* What needs to be done
Copy out, word for word, the stretch of the material below from the line containing "identify each orange" through the line containing "top-left (187, 70), bottom-right (501, 186)".

** START **

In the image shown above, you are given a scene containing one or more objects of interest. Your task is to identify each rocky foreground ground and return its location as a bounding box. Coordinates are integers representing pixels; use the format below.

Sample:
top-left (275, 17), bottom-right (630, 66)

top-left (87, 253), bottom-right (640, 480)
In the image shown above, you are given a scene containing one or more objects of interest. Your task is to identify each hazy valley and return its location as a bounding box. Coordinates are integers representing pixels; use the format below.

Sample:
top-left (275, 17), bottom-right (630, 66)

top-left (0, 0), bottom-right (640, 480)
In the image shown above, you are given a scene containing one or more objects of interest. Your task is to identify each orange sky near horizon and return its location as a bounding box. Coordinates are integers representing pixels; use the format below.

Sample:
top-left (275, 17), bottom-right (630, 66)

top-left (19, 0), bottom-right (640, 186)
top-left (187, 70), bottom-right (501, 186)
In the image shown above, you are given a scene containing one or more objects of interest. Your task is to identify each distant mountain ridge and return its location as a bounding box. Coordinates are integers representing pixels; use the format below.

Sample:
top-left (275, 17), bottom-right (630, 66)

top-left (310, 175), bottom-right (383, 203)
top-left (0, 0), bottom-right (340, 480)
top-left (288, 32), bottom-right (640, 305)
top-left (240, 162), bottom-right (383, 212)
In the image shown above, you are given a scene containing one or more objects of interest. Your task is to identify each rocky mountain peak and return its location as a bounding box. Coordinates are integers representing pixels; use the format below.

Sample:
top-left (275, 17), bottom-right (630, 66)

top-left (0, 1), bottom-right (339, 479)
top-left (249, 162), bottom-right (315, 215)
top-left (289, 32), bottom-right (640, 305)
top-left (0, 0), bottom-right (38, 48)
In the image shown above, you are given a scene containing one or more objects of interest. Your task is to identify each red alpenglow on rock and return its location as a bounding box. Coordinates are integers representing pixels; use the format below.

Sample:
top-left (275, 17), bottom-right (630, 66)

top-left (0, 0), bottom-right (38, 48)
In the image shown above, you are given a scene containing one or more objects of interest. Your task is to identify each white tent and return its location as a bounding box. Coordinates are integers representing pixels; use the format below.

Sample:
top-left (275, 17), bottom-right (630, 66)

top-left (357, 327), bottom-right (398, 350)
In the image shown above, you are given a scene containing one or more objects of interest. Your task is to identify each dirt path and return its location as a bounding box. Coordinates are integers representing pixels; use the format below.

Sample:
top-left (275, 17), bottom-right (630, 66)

** END **

* Correct output
In the image shown above, you are given a scene containing one or more objects of interest. Your task is to identify each orange sky near horizon and return its location as a bounding box. Coordinates are integers representing pixels; use the format below.

Sample:
top-left (275, 17), bottom-right (630, 66)

top-left (19, 0), bottom-right (640, 186)
top-left (187, 70), bottom-right (501, 186)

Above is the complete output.